• What you have to do: Please copy the records below word for word, keeping every line in its original order.

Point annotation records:
******
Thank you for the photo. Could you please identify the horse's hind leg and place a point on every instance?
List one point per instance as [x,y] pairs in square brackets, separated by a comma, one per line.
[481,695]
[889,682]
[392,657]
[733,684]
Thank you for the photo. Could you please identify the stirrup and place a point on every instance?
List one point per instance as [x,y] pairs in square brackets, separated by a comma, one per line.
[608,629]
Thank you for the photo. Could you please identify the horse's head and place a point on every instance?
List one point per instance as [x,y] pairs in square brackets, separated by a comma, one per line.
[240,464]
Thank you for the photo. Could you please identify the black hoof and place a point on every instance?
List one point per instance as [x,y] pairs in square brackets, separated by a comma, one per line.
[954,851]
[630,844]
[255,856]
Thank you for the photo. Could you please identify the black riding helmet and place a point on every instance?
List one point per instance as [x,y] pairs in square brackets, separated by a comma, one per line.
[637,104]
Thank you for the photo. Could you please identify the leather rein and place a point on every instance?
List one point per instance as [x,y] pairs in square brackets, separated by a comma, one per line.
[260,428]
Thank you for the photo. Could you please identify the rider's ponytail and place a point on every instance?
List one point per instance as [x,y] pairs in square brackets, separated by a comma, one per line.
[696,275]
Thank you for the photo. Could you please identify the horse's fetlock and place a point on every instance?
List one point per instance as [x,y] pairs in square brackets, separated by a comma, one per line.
******
• Exercise output:
Thank you for the photo. Could you please identify the horse's hind leg and place a point on every instance?
List one point per instance as [x,y] pairs in square brackets, separated by a comma, one per line.
[481,695]
[889,682]
[392,657]
[733,684]
Thank you for the photo. Could you please identify the stirrup and place a point on every instance?
List one point per instance as [x,y] pairs in square brackets, separated by a comma, one per line.
[608,629]
Thank you for the photo. Could you please identify the horse's head and place a point on every instance?
List one point per instance as [x,y] pairs in square brackets, separated by a comma, one per line.
[240,464]
Thank you for the photo. Could you please identify the black hoof and place a point on every instance?
List one point per instance as [x,y] pairs in square brackets, separated by a comma, one per line.
[954,851]
[630,844]
[255,856]
Thank you for the photo. Could you please identify the black riding helmet and place a point on every instance?
List one point per instance as [x,y] pairs in square brackets, separated by a comma, one per line.
[637,104]
Thank you for the photo. Could you please identify the leather rein and place a point on every instance?
List one point per instance as [x,y] pairs in square brackets, separated by a comma, one per line.
[260,428]
Thank you for the photo. Could you please identify the rider's ponytail and place a point on every instance?
List one point per instance as [x,y] pairs in square brackets, separated by a comma, one per line.
[696,275]
Thank you for the photo. Could you please identify the horse's fetlock and place a point on every instance?
List one point per instance as [x,y] pairs in square brackets, separated by a comma, one per line.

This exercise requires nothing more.